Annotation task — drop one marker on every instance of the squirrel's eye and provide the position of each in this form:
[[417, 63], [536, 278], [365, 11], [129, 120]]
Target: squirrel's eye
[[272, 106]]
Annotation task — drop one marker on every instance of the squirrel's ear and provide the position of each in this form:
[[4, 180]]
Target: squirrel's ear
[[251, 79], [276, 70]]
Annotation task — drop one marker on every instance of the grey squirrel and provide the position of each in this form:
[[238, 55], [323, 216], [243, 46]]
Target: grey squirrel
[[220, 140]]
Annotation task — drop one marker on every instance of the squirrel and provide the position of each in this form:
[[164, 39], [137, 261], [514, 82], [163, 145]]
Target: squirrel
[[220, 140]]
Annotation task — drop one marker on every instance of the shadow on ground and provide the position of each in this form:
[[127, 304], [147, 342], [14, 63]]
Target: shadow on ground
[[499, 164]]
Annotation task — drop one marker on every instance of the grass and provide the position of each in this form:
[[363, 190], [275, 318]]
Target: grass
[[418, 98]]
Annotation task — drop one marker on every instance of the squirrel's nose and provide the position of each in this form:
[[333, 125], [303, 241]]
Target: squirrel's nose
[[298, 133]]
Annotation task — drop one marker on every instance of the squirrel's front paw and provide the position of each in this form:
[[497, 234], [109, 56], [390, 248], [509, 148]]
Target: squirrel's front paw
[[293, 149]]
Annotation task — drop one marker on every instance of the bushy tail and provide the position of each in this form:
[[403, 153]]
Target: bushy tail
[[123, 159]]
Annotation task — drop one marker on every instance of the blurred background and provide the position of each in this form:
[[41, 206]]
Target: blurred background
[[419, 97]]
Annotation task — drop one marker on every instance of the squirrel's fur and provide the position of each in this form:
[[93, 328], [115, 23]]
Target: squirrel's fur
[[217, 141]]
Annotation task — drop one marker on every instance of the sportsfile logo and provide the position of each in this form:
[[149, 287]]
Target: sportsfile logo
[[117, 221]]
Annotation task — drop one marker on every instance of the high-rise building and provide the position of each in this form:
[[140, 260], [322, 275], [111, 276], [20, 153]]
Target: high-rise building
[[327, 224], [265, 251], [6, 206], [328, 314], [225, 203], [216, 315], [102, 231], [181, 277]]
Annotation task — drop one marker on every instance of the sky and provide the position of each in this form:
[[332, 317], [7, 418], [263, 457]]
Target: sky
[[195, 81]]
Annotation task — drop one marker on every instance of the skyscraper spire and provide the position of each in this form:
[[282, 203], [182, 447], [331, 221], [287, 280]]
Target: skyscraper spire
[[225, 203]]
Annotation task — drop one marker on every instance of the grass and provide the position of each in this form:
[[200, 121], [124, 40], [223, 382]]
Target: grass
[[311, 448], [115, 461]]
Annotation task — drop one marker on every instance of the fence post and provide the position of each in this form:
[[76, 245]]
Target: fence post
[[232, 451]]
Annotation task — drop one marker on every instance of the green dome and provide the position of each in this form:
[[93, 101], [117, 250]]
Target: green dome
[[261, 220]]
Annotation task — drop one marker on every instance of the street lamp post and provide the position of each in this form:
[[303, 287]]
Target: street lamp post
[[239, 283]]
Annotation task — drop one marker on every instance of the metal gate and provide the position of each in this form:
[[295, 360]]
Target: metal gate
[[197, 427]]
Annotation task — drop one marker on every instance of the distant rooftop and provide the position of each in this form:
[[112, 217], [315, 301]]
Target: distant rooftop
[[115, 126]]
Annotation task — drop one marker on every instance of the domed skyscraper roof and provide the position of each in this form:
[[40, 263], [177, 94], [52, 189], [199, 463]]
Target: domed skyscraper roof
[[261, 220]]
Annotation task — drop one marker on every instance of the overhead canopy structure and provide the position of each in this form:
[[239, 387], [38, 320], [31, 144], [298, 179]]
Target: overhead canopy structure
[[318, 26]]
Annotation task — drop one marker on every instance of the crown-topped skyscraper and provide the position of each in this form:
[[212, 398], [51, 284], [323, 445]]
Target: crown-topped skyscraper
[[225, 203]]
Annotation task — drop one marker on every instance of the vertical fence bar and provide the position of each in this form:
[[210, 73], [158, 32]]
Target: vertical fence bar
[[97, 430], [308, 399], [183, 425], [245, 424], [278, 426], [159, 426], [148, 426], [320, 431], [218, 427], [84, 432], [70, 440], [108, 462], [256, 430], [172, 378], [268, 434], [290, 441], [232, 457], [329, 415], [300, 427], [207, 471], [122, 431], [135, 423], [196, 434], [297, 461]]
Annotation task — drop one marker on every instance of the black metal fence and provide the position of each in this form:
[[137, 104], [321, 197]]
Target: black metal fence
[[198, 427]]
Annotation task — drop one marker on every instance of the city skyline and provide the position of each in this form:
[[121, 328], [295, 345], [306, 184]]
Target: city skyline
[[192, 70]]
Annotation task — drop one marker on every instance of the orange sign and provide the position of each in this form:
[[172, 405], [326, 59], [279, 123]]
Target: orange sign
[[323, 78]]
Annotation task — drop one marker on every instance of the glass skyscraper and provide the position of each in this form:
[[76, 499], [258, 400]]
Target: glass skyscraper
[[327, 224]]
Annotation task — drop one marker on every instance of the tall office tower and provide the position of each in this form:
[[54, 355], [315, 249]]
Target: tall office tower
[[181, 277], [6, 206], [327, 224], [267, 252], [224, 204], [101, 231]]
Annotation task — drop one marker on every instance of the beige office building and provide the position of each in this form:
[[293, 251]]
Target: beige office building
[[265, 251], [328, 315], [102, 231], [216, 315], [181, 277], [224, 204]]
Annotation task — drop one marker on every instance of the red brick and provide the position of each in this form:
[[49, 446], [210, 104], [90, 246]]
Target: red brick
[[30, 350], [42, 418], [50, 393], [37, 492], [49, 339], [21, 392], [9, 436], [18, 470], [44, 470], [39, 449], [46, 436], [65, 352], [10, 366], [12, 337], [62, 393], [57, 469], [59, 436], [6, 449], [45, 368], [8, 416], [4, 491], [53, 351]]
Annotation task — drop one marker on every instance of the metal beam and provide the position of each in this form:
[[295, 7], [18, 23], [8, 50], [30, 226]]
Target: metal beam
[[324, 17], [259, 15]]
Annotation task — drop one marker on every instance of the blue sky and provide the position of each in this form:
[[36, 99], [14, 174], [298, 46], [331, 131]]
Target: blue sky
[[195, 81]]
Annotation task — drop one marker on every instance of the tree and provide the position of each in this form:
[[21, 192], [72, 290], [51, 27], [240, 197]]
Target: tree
━━━━
Lay out every line above as a Markdown table with two columns, Index and Line, giving each line its row number and omitting blank lines.

Problem solution:
| Index | Line |
|---|---|
| 1 | Annotation task — drop one marker on every instance of the squirrel's eye and provide the position of each in this form: |
| 2 | [[417, 63], [536, 278], [365, 11], [129, 120]] |
| 3 | Target: squirrel's eye |
| 4 | [[272, 106]] |
| 5 | Annotation task — drop one marker on every instance of the squirrel's ear and provide the position of each in this form: |
| 6 | [[4, 180]] |
| 7 | Target: squirrel's ear |
| 8 | [[251, 79], [276, 70]] |
| 9 | Annotation task — drop one marker on every instance of the grey squirrel and provide the position of each in this form: |
| 10 | [[238, 55], [323, 216], [243, 46]] |
| 11 | Target: grey squirrel |
| 12 | [[220, 140]] |
| 13 | Annotation task — drop one marker on every instance of the squirrel and provide the position of each in this form: |
| 14 | [[164, 39], [137, 261], [514, 82], [163, 145]] |
| 15 | Target: squirrel |
| 16 | [[220, 140]] |
| 17 | Annotation task — drop one marker on every instance of the shadow on ground and provide the position of each in this form: |
| 18 | [[127, 304], [147, 342], [14, 63]] |
| 19 | Target: shadow on ground |
| 20 | [[499, 164]] |
| 21 | Annotation task — drop one marker on every instance of the grass and provide the position of each in this form: |
| 22 | [[363, 190], [275, 318]] |
| 23 | Target: grass |
| 24 | [[418, 98]] |
| 25 | Annotation task — drop one marker on every instance of the squirrel's nose and provide the position of each in this form: |
| 26 | [[333, 125], [303, 241]] |
| 27 | Target: squirrel's nose |
| 28 | [[298, 133]] |
| 29 | Annotation task — drop one marker on every instance of the squirrel's front paw and provide the position of each in this form: |
| 30 | [[497, 234], [109, 56], [390, 248], [509, 148]] |
| 31 | Target: squirrel's front paw |
| 32 | [[293, 149]] |
| 33 | Annotation task — drop one marker on every instance of the bushy tail and provide the position of each in this form: |
| 34 | [[403, 153]] |
| 35 | Target: bushy tail |
| 36 | [[123, 159]] |
| 37 | Annotation task — drop one marker on every instance of the blurred background and provide the position of each in this form: |
| 38 | [[41, 206]] |
| 39 | Target: blurred background |
| 40 | [[419, 97]] |
| 41 | Annotation task — drop one marker on every instance of the squirrel's fur and provide the position of each in this form: |
| 42 | [[93, 328], [115, 23]] |
| 43 | Target: squirrel's fur |
| 44 | [[217, 141]] |
| 45 | Annotation task — drop one marker on every instance of the sportsfile logo and provide the position of each in this form: |
| 46 | [[149, 287]] |
| 47 | Target: sportsfile logo |
| 48 | [[117, 221]] |
| 49 | Annotation task — drop one marker on every instance of the high-rise building and provide the position of each in this form: |
| 50 | [[140, 260], [322, 275], [111, 276], [20, 153]] |
| 51 | Target: high-rise building |
| 52 | [[327, 224], [265, 251], [6, 206], [328, 314], [225, 203], [216, 315], [102, 231], [181, 277]] |
| 53 | Annotation task — drop one marker on every instance of the sky and provide the position of each in this form: |
| 54 | [[332, 317], [7, 418], [263, 457]] |
| 55 | Target: sky |
| 56 | [[195, 81]] |
| 57 | Annotation task — drop one marker on every instance of the skyscraper spire and provide the position of each in this form: |
| 58 | [[282, 203], [182, 447], [331, 221], [287, 280]] |
| 59 | Target: skyscraper spire |
| 60 | [[225, 203]] |
| 61 | Annotation task — drop one marker on every instance of the grass and provide the position of each in this form: |
| 62 | [[200, 121], [124, 40], [223, 382]] |
| 63 | Target: grass |
| 64 | [[311, 448], [115, 461]] |
| 65 | Annotation task — drop one marker on every instance of the fence post and provide the position of each in this form: |
| 66 | [[76, 245]] |
| 67 | Target: fence post |
| 68 | [[232, 451]] |
| 69 | Annotation task — drop one marker on every instance of the green dome and provide the position of each in this form: |
| 70 | [[93, 101], [117, 250]] |
| 71 | Target: green dome |
| 72 | [[261, 220]] |
| 73 | Annotation task — drop one marker on every instance of the street lamp post and provide the position of each in this form: |
| 74 | [[303, 287]] |
| 75 | Target: street lamp post |
| 76 | [[239, 283]] |
| 77 | Annotation task — drop one marker on every instance of the metal gate and provide the position of each in this form: |
| 78 | [[295, 360]] |
| 79 | Target: metal gate |
| 80 | [[197, 427]] |
| 81 | Annotation task — drop one marker on every instance of the distant rooftop and provide the position of each in this form: |
| 82 | [[112, 217], [315, 301]] |
| 83 | Target: distant rooftop |
| 84 | [[115, 126]] |
| 85 | Annotation task — drop one marker on every instance of the domed skyscraper roof and provide the position of each in this form: |
| 86 | [[40, 263], [177, 94], [52, 189], [199, 463]] |
| 87 | Target: domed skyscraper roof |
| 88 | [[261, 220]] |
| 89 | Annotation task — drop one marker on every instance of the overhead canopy structure and provide the position of each in this form: |
| 90 | [[239, 387], [38, 320], [31, 144], [298, 179]] |
| 91 | Target: overhead canopy structure |
| 92 | [[318, 26]] |
| 93 | Annotation task — drop one marker on every instance of the crown-topped skyscraper and provide the position of each in this form: |
| 94 | [[212, 398], [51, 284], [323, 445]] |
| 95 | Target: crown-topped skyscraper |
| 96 | [[225, 203]] |
| 97 | Annotation task — drop one marker on every instance of the vertical fence bar and provide the position of each in this form: |
| 98 | [[210, 73], [158, 32]] |
| 99 | Target: vertical fence bar |
| 100 | [[97, 430], [308, 399], [183, 425], [245, 424], [278, 426], [159, 426], [148, 426], [320, 431], [218, 427], [84, 432], [70, 440], [108, 462], [256, 430], [172, 378], [268, 434], [290, 441], [232, 457], [329, 415], [300, 427], [207, 471], [122, 431], [135, 423], [196, 434], [297, 461]] |
| 101 | Annotation task — drop one marker on every instance of the black metal fence and provide the position of each in this form: |
| 102 | [[137, 104], [321, 197]] |
| 103 | Target: black metal fence |
| 104 | [[198, 427]] |
| 105 | Annotation task — drop one marker on every instance of the city skyline and provide the position of each in this form: |
| 106 | [[121, 328], [295, 345], [306, 184]] |
| 107 | Target: city skyline |
| 108 | [[192, 70]] |
| 109 | Annotation task — drop one marker on every instance of the orange sign and provide the position of each in this form: |
| 110 | [[172, 405], [326, 59], [279, 123]] |
| 111 | Target: orange sign |
| 112 | [[323, 78]] |
| 113 | Annotation task — drop one marker on every instance of the glass skyscraper and provide the position of each in this form: |
| 114 | [[76, 499], [258, 400]] |
| 115 | Target: glass skyscraper |
| 116 | [[327, 224]] |
| 117 | Annotation task — drop one marker on every instance of the tall office tower and provide the position of each in this form: |
| 118 | [[54, 355], [315, 249]] |
| 119 | Target: tall office tower |
| 120 | [[181, 277], [6, 206], [327, 224], [267, 252], [224, 204], [101, 231]] |
| 121 | Annotation task — drop one marker on every instance of the beige office building and provide the position of each in this form: |
| 122 | [[293, 251]] |
| 123 | Target: beige office building |
| 124 | [[265, 251], [328, 315], [102, 231], [216, 315], [181, 277], [224, 204]] |
| 125 | Annotation task — drop one marker on every instance of the red brick and provide the position of each in this form: |
| 126 | [[49, 446], [210, 104], [90, 246]] |
| 127 | Target: red brick |
| 128 | [[30, 350], [42, 418], [50, 393], [37, 492], [49, 339], [21, 392], [9, 436], [18, 470], [44, 470], [39, 449], [46, 436], [65, 352], [10, 366], [12, 337], [62, 393], [57, 469], [59, 436], [6, 449], [45, 368], [8, 416], [4, 491], [53, 351]] |
| 129 | Annotation task — drop one marker on every instance of the metal beam and provide the position of each in this form: |
| 130 | [[295, 7], [18, 23], [8, 50], [30, 226]] |
| 131 | Target: metal beam |
| 132 | [[324, 17], [259, 15]] |
| 133 | Annotation task — drop one marker on every instance of the blue sky and provide the position of each in this form: |
| 134 | [[36, 99], [14, 174], [298, 46], [331, 131]] |
| 135 | Target: blue sky |
| 136 | [[195, 81]] |
| 137 | Annotation task — drop one marker on every instance of the tree and provide the position of each in this form: |
| 138 | [[21, 192], [72, 290], [51, 27], [240, 197]] |
| 139 | Target: tree |